-------- Excerpted text

[F-18]-fluorodeoxyglucose positron emission tomography for targeting radiation dose escalation for patients with glioblastoma multiforme: Clinical outcomes and patterns of failure

doi:10.1016/j.ijrobp.2005.08.013

International Journal of Radiation OncologyBiologyPhysics

Volume 64, Issue 3, 1 March 2006, Pages 886-891

https://doi.org/10.1016/j.ijrobp.2005.08.013 Get rights and content

Purpose: [F-18]-fluorodeoxyglucose positron emission tomography (FDG-PET) imaging for brain tumors has been shown to identify areas of active disease. Radiation dose escalation in the treatment of glioblastoma multiforme may lead to improved disease control. Based on these premises, we initiated a prospective study of FDG-PET for the treatment planning of radiation dose escalation for the treatment of glioblastoma multiforme.

Methods and Materials: Forty patients were enrolled. Patients were treated with standard conformal fractionated radiotherapy with volumes defined by MRI imaging. When patients reached a dose of 45–50.4 Gy, they underwent FDG-PET imaging for boost target delineation, for an additional 20 Gy (2 Gy per fraction) to a total dose of 79.4 Gy (n = 30).

----------------

* [Work to complete]:
**A)** Translate this sentence from the abstract into Spanish: "Radiation dose escalation in the treatment of glioblastoma multiforme may lead to improved disease control."
**B)** Reproduce word for word the part of the abstract that opens with the words containing "Methods and Materials: Forty" and closes with "Gy (n = 30).".
The rows come from a source other than the abstract.

-------- Material shown

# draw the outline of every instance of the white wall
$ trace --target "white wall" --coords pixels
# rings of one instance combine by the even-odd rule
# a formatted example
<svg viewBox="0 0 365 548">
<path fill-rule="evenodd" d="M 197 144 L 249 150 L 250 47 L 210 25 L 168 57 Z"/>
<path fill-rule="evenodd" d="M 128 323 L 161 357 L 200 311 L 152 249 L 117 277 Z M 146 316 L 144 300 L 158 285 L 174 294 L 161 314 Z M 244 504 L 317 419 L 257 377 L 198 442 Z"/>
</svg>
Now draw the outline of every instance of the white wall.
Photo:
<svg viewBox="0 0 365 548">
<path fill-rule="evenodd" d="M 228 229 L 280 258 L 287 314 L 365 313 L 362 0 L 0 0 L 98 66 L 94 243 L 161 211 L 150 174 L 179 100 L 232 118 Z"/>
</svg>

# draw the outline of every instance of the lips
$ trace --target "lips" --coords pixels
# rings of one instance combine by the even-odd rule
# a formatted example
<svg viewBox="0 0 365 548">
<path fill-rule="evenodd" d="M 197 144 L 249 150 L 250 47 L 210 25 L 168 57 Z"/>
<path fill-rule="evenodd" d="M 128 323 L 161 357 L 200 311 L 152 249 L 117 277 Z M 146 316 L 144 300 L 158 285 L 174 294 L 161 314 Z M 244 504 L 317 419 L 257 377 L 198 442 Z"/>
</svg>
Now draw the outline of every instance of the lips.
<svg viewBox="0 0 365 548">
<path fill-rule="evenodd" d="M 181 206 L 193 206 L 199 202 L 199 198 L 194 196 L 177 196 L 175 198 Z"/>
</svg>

----------------

* [Answer section]:
**A)** El aumento de la dosis de radiación en el tratamiento del glioblastoma multiforme puede conducir a un mejor control de la enfermedad.

**B)**
Methods and Materials: Forty patients were enrolled. Patients were treated with standard conformal fractionated radiotherapy with volumes defined by MRI imaging. When patients reached a dose of 45–50.4 Gy, they underwent FDG-PET imaging for boost target delineation, for an additional 20 Gy (2 Gy per fraction) to a total dose of 79.4 Gy (n = 30).